▸ What is expected
Could you give all of the following records again with "queue-length study" changed to "landmark survey" and nothing else altered, leaving the pictures out?
****
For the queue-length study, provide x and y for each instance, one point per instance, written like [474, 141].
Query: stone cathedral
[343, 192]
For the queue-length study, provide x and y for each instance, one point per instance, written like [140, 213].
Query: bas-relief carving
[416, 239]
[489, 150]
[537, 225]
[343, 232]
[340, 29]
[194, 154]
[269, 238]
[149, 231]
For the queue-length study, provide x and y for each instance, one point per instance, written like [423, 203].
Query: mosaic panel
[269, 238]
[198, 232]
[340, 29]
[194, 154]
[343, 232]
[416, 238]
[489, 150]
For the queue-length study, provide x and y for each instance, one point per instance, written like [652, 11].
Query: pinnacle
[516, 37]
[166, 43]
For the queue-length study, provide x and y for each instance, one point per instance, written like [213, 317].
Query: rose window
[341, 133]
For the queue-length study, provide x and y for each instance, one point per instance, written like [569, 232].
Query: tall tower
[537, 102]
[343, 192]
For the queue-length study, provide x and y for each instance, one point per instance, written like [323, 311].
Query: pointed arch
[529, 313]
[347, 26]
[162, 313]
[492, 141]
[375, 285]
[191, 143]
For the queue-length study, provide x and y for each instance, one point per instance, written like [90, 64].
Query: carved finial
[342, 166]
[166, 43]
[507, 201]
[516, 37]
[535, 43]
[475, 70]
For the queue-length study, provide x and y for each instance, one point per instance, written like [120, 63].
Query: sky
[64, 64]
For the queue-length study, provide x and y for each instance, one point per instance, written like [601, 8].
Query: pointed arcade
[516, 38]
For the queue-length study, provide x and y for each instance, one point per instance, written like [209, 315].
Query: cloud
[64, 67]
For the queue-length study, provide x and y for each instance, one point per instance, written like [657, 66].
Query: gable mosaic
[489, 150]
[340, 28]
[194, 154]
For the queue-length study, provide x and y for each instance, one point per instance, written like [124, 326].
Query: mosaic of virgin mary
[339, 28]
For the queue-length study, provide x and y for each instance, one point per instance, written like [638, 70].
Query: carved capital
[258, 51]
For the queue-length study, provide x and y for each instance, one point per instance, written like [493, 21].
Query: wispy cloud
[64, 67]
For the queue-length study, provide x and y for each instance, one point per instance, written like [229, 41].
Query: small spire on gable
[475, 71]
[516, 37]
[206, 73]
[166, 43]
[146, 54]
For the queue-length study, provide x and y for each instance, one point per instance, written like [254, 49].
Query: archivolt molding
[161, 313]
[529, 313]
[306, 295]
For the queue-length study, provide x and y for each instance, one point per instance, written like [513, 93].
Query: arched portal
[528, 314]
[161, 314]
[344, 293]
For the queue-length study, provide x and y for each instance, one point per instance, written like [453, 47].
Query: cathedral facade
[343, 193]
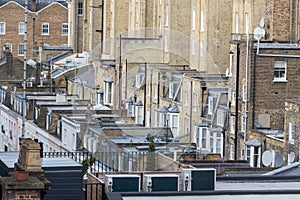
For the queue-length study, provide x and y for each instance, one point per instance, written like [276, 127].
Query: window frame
[139, 114]
[65, 30]
[10, 46]
[279, 69]
[21, 50]
[45, 26]
[173, 122]
[22, 28]
[244, 92]
[2, 28]
[210, 107]
[80, 8]
[108, 93]
[291, 132]
[221, 116]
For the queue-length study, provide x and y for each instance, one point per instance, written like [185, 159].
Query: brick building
[41, 28]
[263, 74]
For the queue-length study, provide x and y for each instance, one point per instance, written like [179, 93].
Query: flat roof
[10, 158]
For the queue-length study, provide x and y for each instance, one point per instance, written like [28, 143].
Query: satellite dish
[262, 22]
[278, 160]
[31, 63]
[258, 33]
[291, 157]
[267, 158]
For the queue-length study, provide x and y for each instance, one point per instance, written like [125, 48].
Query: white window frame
[221, 115]
[244, 92]
[244, 123]
[9, 46]
[45, 28]
[201, 48]
[138, 79]
[291, 132]
[139, 114]
[236, 22]
[203, 142]
[232, 98]
[2, 28]
[232, 152]
[195, 102]
[193, 47]
[186, 125]
[137, 12]
[100, 98]
[186, 97]
[246, 23]
[173, 122]
[279, 68]
[167, 15]
[166, 44]
[232, 124]
[194, 20]
[64, 28]
[108, 93]
[160, 25]
[229, 73]
[202, 21]
[216, 143]
[21, 48]
[210, 109]
[22, 28]
[157, 122]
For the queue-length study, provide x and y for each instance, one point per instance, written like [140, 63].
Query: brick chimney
[33, 5]
[28, 181]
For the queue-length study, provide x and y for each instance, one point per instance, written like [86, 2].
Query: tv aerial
[258, 34]
[267, 158]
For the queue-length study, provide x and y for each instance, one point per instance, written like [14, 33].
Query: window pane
[21, 49]
[64, 29]
[280, 70]
[21, 28]
[2, 27]
[80, 8]
[45, 28]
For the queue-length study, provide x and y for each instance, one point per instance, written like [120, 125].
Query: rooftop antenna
[24, 70]
[258, 34]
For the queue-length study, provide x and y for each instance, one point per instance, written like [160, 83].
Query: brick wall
[268, 96]
[12, 14]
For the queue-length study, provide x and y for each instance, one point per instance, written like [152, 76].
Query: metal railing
[112, 161]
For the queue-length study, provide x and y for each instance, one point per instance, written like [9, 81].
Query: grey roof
[100, 91]
[163, 109]
[139, 103]
[289, 170]
[109, 80]
[39, 4]
[255, 142]
[57, 57]
[10, 158]
[173, 109]
[277, 46]
[87, 78]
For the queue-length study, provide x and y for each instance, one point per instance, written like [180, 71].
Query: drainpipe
[191, 112]
[237, 102]
[246, 77]
[145, 96]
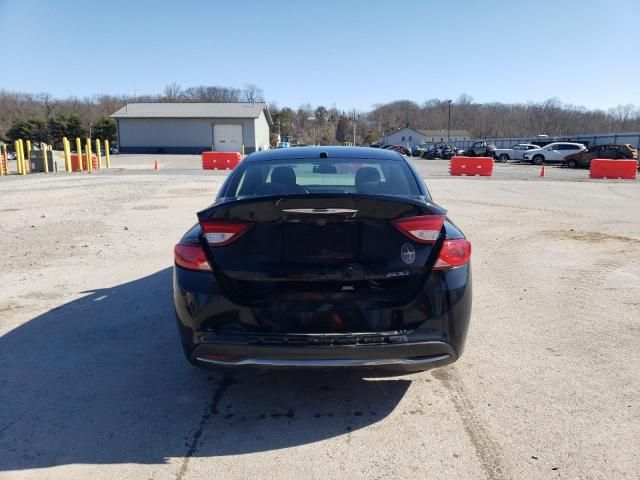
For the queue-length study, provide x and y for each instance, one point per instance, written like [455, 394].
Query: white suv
[554, 152]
****
▸ The response
For the landmark survey, provide x and y for each instance, one point per instance, written like [474, 141].
Query: stone cathedral
[343, 192]
For the landmark survey, provide x and y for each instance, one point per instance, written like [140, 213].
Query: bas-relief carving
[416, 239]
[489, 150]
[537, 225]
[343, 232]
[340, 29]
[194, 154]
[269, 238]
[149, 231]
For the landmark survey, provide x and y for each instance, one point per instance, written like [423, 203].
Query: mosaic panel
[269, 238]
[198, 232]
[340, 29]
[194, 154]
[343, 232]
[416, 238]
[489, 150]
For the landmark survey, provide x and y for each instance, one point per instance, written like [652, 11].
Query: pinnacle
[516, 37]
[166, 43]
For the landmark survey, provide x and y for each instance, one point per instance, written like [213, 317].
Query: rose window
[341, 133]
For the landmark survey, provide x and y for each instance, one point per instance, written like [569, 232].
Query: tall tower
[537, 102]
[343, 192]
For the landmark survey, provide x and y for each instance, one point per instance, written like [323, 311].
Query: pointed arch
[529, 313]
[347, 26]
[162, 313]
[492, 141]
[375, 285]
[191, 143]
For the landmark survey, provide x and y for each instance, one point per instance, written like [90, 64].
Query: carved finial
[342, 166]
[166, 43]
[507, 201]
[516, 37]
[535, 43]
[475, 70]
For the landmark survey, provide x and y for each instance, one point per instance, written like [120, 63].
Query: sky
[64, 64]
For the landmark survey, provide x and y for each instance, one point per instance, written like [601, 8].
Query: pointed arcade
[516, 38]
For the landmark survey, provide x and y for each instance, one point per instance, written like [209, 315].
Query: cloud
[64, 67]
For the landmark survey, provide x and y for each instance, one point per instance, written like [657, 66].
Query: gable mosaic
[489, 150]
[340, 28]
[194, 154]
For the landmark survey, provide x and y for each instance, one point per instance, written like [124, 326].
Query: mosaic of virgin mary
[339, 28]
For the landmark survey, provide x and y for each instance, one point per instance, written like [638, 70].
Query: carved capital
[258, 51]
For the landmark survey, provide x and y for each instance, one point per instance, written like [493, 21].
Query: wispy cloud
[64, 67]
For the landmark survey, provide x and y for each instance, one point per instance, written like [229, 41].
Query: small spire on gable
[475, 71]
[516, 37]
[206, 73]
[166, 43]
[146, 54]
For the landmark survey, provide x and y for each instance, one point per instance, written like [254, 49].
Query: archivolt molding
[161, 313]
[529, 313]
[306, 295]
For the landmark survey, provide x and y for each instance, one point per instance, written like [513, 93].
Query: arched portal
[528, 314]
[161, 314]
[344, 293]
For the landmark survey, provide x and y for each instance, one point per instance, written like [453, 47].
Query: cathedral facade
[343, 193]
For the landmark survey, provide x and y for each instance, one point per instance, written like [276, 127].
Query: window frame
[139, 114]
[65, 30]
[10, 46]
[279, 69]
[21, 50]
[45, 26]
[173, 122]
[22, 28]
[244, 92]
[2, 28]
[210, 107]
[80, 8]
[108, 93]
[291, 132]
[221, 116]
For the landmark survey, provide x and y for each instance, one point per instance, written like [185, 159].
Query: brick building
[41, 28]
[263, 74]
For the landmark survey, provide x and y for each instance, one point per instance, written like [179, 93].
Query: flat roof
[10, 158]
For the landmark survey, provide x and y for each instance, one point per instance, written like [28, 143].
Query: satellite dish
[262, 22]
[278, 160]
[31, 63]
[258, 33]
[291, 157]
[267, 158]
For the landmark survey, provide x and y for each instance, one point per instance, written like [125, 48].
Query: white window frame
[221, 115]
[244, 92]
[244, 123]
[9, 46]
[45, 28]
[201, 48]
[138, 79]
[291, 132]
[139, 114]
[236, 22]
[203, 142]
[232, 98]
[2, 28]
[232, 152]
[195, 102]
[193, 47]
[186, 125]
[137, 12]
[100, 98]
[186, 97]
[246, 23]
[173, 122]
[279, 68]
[167, 15]
[166, 44]
[232, 124]
[194, 20]
[64, 28]
[108, 93]
[160, 25]
[229, 73]
[202, 21]
[216, 143]
[21, 48]
[210, 109]
[22, 28]
[157, 122]
For the landmark survey, provide x and y for each instance, one point per instance, written like [140, 63].
Query: brick chimney
[33, 5]
[28, 181]
For the landmark survey, provide x and y for each instance, one point per instance, written like [86, 2].
Query: tv aerial
[258, 34]
[267, 158]
For the landmark survey, provide x and y for each instance, one point per instance, written like [14, 33].
Query: window pane
[21, 49]
[64, 29]
[280, 70]
[21, 28]
[2, 27]
[80, 8]
[45, 28]
For the landmark survey, provide x and y for each instance, one point per instance, written like [120, 125].
Query: rooftop antenna
[24, 70]
[258, 34]
For the landmark survey, provide x and y for each instance, one point per instance, written like [160, 83].
Query: brick wall
[268, 96]
[12, 14]
For the landmark survey, provide x and y for each instance, one point per instance, written like [152, 76].
Query: metal railing
[112, 161]
For the landmark survey, provide x and y for each instance, one point per instance, written like [9, 81].
Query: grey roof
[100, 91]
[163, 109]
[139, 103]
[289, 170]
[109, 80]
[39, 4]
[255, 142]
[57, 57]
[10, 158]
[173, 109]
[277, 46]
[87, 78]
For the landmark survey, provide x and y for each instance, one point per instance, written like [180, 71].
Query: drainpipe
[191, 112]
[237, 102]
[246, 77]
[145, 96]
For the landmark survey, provide x and y for each instance, one point per instance, written like [455, 394].
Query: white suv
[554, 152]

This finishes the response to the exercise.